━━ Text section
Submitted to: Meeting Abstract
Publication Type: Abstract only
Publication Acceptance Date: 2/10/2008
Publication Date: 8/4/2008
Citation: Call, J.E., Porto Fett, A.C., Luchansky, J.B. 2008. Effectiveness of bacteriophage to control the outgrowth of Listeria monocytogenes on the surface of frankfurters. Meeting Abstract. P2-57. Page 96. Interpretive Summary:
Technical Abstract: Introduction: There have been numerous studies published on the effectiveness of surface-applied food grade chemical antimicrobials to control Listeria monocytogenes on RTE meat products; however, there is little to no information on the effectiveness of using bacteriophage to control this pathogen in these types of food products. Purpose: To determine if a commercial, Listeriae-specific bacteriophage preparation is effective at controlling L. monocytogenes on frankfurters during storage at 4 degree and 10 degree C. Methods: One pound packages of frankfurters were surface inoculated with approximately 3.0 log10 CFU/package of a multi-strain mixture of L. monocytogenes and then surface treated with 4 mL of either a 9.0 or 7.0 log10 suspension of bacteriophage. Packages were vacuum-sealed and then placed at 4 degree or 10 degree C for up to 21 days. Results: Regardless of storage temperature, relative to control packages, the addition of 9.0 log10 of bacteriophage resulted in an initial reduction of about 0.8 log10 of L. monocytogenes, whereas there was no appreciable reduction in pathogen levels with the addition of 7 log10. After 21 days at 4 degree C, pathogen levels increased by about 0.4 log10 CFU/package in control packages, but were about 1.1 and 0.7 log10 CFU/package lower in packages treated with 9.0 and 7.0 log10 of the bacteriophage, respectively. In contrast, at 10 degree C, pathogen levels increased by at least 5.3 log10 CFU/package in both control packages and packages treated with 9.0 and 7.0 log10 of the bacteriophage preparation after 21 days of storage. Significance: A Listeriae-specific phage preparation can reduce the levels of L. monocytogenes on frankfurters by about 1.0 log10 CFU/package. Further studies are warranted to optimize and validate this bacteriophage preparation as a post-processing intervention to control L. monocytogenes in RTE meat and poultry products.
━━━━
━━ Supplied data
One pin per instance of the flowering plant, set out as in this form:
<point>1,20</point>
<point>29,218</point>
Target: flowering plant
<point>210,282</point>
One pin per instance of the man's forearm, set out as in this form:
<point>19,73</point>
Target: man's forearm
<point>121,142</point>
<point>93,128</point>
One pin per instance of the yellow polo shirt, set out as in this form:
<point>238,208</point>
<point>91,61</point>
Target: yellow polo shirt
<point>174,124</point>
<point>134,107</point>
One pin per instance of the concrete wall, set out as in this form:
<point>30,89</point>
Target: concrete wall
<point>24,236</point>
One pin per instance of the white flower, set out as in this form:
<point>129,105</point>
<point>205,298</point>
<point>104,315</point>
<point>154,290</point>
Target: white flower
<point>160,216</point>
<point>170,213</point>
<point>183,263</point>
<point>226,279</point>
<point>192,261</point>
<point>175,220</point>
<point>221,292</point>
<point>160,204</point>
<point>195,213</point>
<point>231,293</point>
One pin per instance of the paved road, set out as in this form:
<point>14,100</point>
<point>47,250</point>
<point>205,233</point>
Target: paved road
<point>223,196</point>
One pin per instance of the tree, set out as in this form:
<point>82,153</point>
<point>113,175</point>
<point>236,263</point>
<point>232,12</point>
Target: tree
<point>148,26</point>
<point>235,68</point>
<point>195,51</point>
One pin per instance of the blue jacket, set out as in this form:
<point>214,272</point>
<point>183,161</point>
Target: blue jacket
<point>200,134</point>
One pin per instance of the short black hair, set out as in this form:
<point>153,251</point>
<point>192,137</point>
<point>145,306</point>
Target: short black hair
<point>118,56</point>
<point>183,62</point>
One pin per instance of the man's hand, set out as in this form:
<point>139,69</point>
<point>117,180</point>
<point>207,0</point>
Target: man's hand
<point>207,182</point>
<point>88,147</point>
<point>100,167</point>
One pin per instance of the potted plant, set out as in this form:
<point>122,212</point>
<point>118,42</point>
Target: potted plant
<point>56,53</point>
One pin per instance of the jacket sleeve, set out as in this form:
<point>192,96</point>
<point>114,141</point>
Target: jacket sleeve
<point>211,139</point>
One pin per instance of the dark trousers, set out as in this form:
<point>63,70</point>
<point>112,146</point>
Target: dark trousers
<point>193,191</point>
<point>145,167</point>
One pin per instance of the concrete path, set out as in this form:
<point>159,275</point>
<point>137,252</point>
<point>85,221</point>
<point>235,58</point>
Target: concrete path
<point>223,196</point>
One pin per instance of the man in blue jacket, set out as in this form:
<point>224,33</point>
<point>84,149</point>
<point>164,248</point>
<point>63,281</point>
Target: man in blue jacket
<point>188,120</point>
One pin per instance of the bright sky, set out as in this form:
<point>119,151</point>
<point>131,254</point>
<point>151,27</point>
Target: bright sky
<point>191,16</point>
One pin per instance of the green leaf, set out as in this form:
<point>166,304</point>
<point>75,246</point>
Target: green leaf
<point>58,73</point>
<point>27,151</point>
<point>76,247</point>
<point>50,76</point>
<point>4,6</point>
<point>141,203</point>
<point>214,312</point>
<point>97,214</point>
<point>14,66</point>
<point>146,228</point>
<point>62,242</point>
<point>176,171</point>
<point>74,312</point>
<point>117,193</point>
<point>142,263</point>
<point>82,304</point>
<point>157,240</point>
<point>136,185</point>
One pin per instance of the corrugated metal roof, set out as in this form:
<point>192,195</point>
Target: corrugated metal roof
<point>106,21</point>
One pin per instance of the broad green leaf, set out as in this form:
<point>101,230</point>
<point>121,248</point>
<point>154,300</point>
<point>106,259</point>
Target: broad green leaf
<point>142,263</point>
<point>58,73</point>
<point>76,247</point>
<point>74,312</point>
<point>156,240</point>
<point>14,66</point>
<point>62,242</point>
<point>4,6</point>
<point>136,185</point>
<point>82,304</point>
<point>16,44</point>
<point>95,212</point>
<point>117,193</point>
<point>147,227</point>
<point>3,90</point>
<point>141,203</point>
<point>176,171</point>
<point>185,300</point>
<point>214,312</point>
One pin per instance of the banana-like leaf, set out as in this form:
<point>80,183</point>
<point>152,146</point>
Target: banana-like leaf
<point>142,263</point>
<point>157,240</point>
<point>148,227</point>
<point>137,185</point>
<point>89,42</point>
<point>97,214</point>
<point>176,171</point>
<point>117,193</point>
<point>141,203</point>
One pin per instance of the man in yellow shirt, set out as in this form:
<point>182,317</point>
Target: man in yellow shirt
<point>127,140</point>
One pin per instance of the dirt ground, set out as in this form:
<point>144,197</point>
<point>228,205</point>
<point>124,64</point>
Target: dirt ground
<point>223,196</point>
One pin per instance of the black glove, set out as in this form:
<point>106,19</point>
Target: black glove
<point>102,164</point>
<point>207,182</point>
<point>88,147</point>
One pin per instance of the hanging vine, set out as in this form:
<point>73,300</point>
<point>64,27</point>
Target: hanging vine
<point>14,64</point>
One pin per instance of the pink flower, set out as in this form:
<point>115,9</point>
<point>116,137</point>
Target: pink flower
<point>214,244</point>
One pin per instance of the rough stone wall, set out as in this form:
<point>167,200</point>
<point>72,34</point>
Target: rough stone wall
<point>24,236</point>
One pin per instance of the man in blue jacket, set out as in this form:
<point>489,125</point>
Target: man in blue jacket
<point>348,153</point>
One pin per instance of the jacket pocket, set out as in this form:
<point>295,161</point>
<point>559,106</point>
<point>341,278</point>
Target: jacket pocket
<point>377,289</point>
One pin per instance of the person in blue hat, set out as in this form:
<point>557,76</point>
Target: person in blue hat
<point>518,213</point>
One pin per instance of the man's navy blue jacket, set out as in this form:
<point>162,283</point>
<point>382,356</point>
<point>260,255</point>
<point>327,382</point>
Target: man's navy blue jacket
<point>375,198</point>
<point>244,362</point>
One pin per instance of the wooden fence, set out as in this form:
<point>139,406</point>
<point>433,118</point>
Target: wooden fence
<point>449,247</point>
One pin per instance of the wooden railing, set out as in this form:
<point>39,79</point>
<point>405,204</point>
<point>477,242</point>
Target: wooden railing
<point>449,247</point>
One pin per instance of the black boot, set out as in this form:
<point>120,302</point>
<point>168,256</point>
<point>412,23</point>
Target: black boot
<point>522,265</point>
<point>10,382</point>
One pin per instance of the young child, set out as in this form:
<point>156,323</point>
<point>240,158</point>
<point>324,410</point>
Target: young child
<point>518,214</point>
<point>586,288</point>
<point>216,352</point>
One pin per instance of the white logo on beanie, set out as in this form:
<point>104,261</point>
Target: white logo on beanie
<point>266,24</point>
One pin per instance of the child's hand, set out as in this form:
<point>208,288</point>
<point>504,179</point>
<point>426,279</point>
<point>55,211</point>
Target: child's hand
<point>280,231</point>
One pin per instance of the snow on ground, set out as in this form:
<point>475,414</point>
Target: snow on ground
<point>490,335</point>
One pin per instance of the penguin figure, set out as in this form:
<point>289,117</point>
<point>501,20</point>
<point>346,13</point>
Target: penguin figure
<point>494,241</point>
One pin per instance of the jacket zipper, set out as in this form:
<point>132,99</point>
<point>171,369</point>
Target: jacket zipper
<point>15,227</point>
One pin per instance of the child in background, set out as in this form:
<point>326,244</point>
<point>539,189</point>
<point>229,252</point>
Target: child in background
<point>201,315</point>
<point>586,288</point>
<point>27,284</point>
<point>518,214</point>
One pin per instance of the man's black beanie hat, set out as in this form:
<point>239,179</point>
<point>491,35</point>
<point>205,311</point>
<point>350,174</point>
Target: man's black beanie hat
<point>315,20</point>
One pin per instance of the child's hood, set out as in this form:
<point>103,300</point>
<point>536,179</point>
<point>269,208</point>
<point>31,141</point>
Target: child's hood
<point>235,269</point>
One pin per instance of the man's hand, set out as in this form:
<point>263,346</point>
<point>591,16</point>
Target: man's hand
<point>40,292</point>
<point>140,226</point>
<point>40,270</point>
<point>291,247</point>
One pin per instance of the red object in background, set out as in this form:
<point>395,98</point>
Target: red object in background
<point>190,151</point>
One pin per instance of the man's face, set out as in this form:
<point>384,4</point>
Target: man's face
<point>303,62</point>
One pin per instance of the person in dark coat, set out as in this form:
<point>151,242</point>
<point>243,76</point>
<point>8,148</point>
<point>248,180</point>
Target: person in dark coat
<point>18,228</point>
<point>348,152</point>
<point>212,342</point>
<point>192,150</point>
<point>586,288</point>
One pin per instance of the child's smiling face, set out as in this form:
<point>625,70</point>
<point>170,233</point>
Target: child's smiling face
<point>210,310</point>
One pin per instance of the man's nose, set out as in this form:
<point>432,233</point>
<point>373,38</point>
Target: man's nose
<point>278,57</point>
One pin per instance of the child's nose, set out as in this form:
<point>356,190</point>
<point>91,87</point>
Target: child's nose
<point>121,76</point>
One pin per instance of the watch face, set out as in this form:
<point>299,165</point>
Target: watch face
━━━━
*Parts of the exercise*
(A) Answer these from the bacteriophage abstract, one line each:
(i) For up to how many days were the packages stored?
(ii) How much bacteriophage suspension was applied to each package?
(iii) What is the publication date?
(B) For each statement, say whether the bacteriophage abstract agrees, and quote the words that decide it.
(i) At 10 degree C, the bacteriophage treatment kept pathogen levels from rising.
(ii) The packages were vacuum-sealed.
(iii) Adding 7 log10 of bacteriophage produced an appreciable initial reduction in pathogen levels.
(C) Translate this sentence from the bacteriophage abstract into Spanish: "Packages were vacuum-sealed and then placed at 4 degree or 10 degree C for up to 21 days."
The material comes from a separate source.

*Responses in order*
(A)
(i) Up to 21 days.
(ii) 4 mL.
(iii) 8/4/2008.

(B)
(i) No: "In contrast, at 10 degree C, pathogen levels increased by at least 5.3 log10 CFU/package in both control packages and packages treated with 9.0 and 7.0 log10 of the bacteriophage preparation after 21 days of storage."
(ii) Yes: "Packages were vacuum-sealed"
(iii) No: "there was no appreciable reduction in pathogen levels with the addition of 7 log10"

(C) Los paquetes se sellaron al vacío y luego se colocaron a 4 °C o a 10 °C durante un máximo de 21 días.